#### [Extracted information]

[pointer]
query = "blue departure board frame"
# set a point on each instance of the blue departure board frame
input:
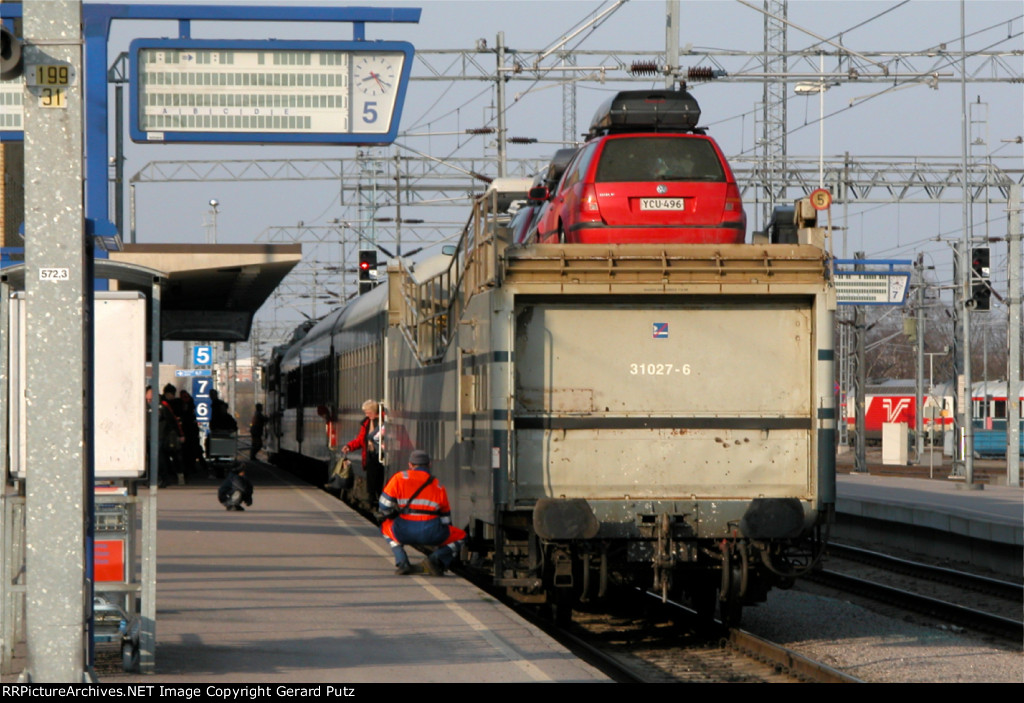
(267, 91)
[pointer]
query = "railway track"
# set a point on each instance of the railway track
(966, 600)
(666, 644)
(656, 643)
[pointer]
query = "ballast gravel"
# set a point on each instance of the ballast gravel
(876, 648)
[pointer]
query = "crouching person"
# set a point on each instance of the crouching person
(236, 489)
(417, 513)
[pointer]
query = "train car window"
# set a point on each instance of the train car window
(647, 159)
(578, 169)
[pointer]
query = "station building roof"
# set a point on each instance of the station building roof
(211, 292)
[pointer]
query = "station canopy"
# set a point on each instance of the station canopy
(211, 292)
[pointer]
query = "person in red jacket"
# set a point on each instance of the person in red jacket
(417, 512)
(369, 440)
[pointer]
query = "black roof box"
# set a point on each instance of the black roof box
(646, 111)
(557, 167)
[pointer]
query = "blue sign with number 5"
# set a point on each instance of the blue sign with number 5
(202, 355)
(201, 394)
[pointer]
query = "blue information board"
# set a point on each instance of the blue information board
(201, 394)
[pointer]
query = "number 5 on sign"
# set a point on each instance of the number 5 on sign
(820, 200)
(202, 355)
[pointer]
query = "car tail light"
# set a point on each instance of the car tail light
(590, 211)
(733, 215)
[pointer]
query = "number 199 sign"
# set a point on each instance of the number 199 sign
(257, 91)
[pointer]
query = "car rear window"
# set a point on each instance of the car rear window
(649, 159)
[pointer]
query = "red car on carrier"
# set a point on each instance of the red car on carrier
(647, 175)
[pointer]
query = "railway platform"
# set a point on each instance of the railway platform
(298, 588)
(922, 511)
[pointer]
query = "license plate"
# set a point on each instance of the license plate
(663, 204)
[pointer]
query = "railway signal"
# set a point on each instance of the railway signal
(368, 270)
(981, 293)
(10, 54)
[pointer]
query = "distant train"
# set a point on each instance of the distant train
(600, 413)
(895, 401)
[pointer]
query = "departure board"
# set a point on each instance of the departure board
(201, 91)
(10, 104)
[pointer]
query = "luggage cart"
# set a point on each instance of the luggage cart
(222, 447)
(113, 626)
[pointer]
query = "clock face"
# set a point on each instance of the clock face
(377, 75)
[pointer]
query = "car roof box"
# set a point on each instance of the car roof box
(646, 111)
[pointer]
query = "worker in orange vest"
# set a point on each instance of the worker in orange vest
(417, 512)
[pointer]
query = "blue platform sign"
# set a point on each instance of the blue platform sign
(268, 91)
(202, 355)
(201, 394)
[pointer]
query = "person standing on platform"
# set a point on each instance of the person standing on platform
(192, 450)
(369, 440)
(171, 436)
(416, 510)
(256, 428)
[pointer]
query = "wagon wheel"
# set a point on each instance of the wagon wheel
(559, 606)
(730, 604)
(129, 657)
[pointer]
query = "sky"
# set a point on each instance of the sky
(866, 120)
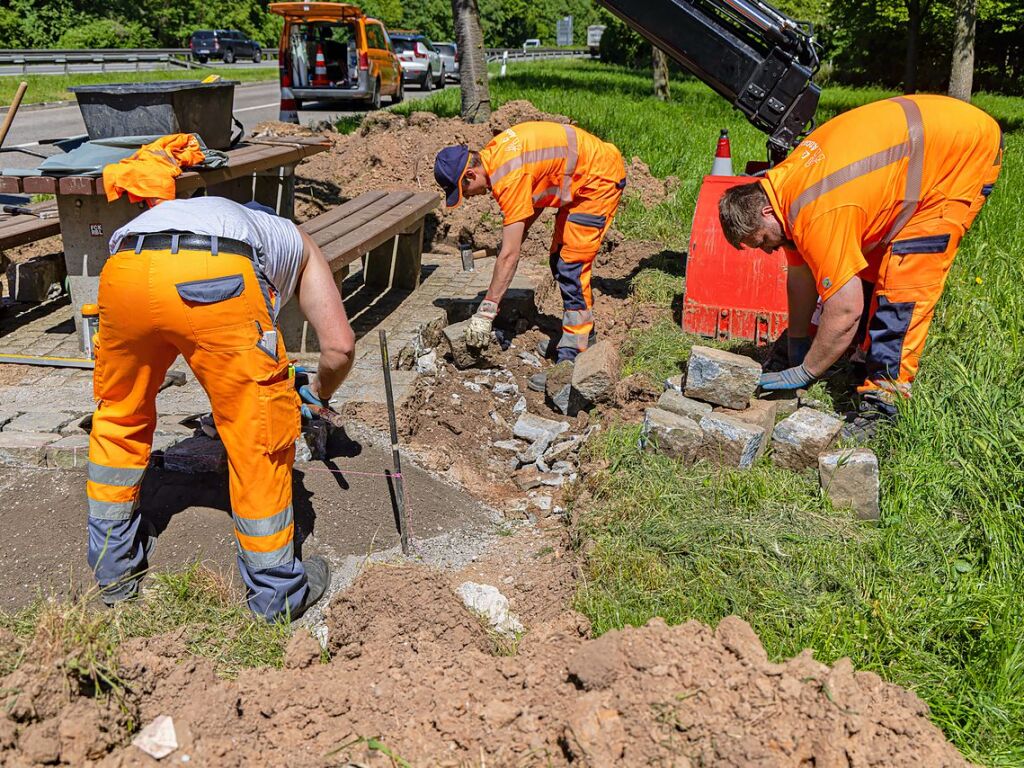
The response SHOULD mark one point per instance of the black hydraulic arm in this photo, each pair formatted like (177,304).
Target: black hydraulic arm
(758,58)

#### [Work to do]
Write out the data precisely as given, excluding the pictures.

#### [Complete output]
[pointer]
query = "blue departure board frame"
# set a point on each instance of the blue departure board frame
input:
(267, 91)
[pointer]
query = "railway track"
# set a point on each instance of the railway track
(966, 600)
(666, 644)
(656, 643)
[pointer]
query = "ballast gravel"
# set a point on each instance of the ballast gravel
(876, 648)
[pointer]
query = "crouching person"
# set a point on each instance of the crouching person
(236, 489)
(417, 513)
[pointer]
query = "train car window"
# set a point on each instance of the train car window
(647, 159)
(578, 169)
[pointer]
query = "station building roof"
# set a point on each instance of the station building roof
(211, 292)
[pointer]
query = "station canopy"
# set a point on each instance of the station canopy
(211, 292)
[pointer]
query = "person in red jacket"
# set a point on each instance of the person in red jacket
(417, 512)
(369, 440)
[pointer]
query = "black roof box"
# set a point on each instance of the black roof box
(646, 111)
(557, 167)
[pointer]
query = "blue sign with number 5"
# set a point on each instance of the blue sign with number 5
(202, 355)
(201, 394)
[pointer]
query = "blue information board"
# set a point on each instance of the blue information board
(201, 394)
[pointer]
query = "number 5 on sign"
# set a point on each instance of the number 5 on sign
(820, 200)
(202, 355)
[pointer]
query = "car tail light"
# set a point on each instance of the car tail light
(590, 211)
(733, 215)
[pointer]
query = "number 199 sign"
# set a point on each instance of the number 199 sign
(257, 91)
[pointer]
query = "car rear window"
# set a point on each instance of the car rear window
(649, 159)
[pointer]
query = "red car on carrier"
# set a point on each instance of the red car on carrier
(647, 175)
[pointer]
query = "railway platform"
# set a point on each instance of the railway platform
(298, 588)
(922, 511)
[pointer]
query = "license plate"
# set a point on each instance of the license plate
(663, 204)
[pointer]
query = "railway signal"
# set a point on each instance of the railway signal
(368, 270)
(981, 293)
(10, 54)
[pointer]
query = "distant train"
# set a point on each instance of the distant train
(600, 413)
(895, 401)
[pointer]
query = "departure board"
# set a point on each instance of the departure board
(201, 91)
(10, 104)
[pointer]
query = "luggage cart"
# set a point on each instance of the luggage cart
(222, 447)
(113, 626)
[pointer]
query = "clock face"
# set a point on each instance of the clock face
(377, 75)
[pointer]
query = "car roof box"
# set a point on each instance of the car roof box
(646, 111)
[pointer]
query = "worker in orange vest"
# set a point on each instance of the worker in orange vest
(417, 512)
[pointer]
query = "blue platform sign"
# set a point on each instance of the blue platform sign
(268, 91)
(202, 355)
(201, 394)
[pointer]
query = "person standing on platform"
# set a point on each instance of the person standing on platform
(192, 450)
(369, 440)
(171, 436)
(416, 510)
(256, 428)
[pointer]
query = "wagon wheel"
# set a point on each instance of the wagon wheel
(559, 606)
(730, 604)
(129, 657)
[pointer]
query = "sky"
# set a point on each instance of the sky
(866, 120)
The response SHOULD mark one point per instance of the black hydraulic arm in this photo, each pair formatted like (177,304).
Target: black hydraulic arm
(758,58)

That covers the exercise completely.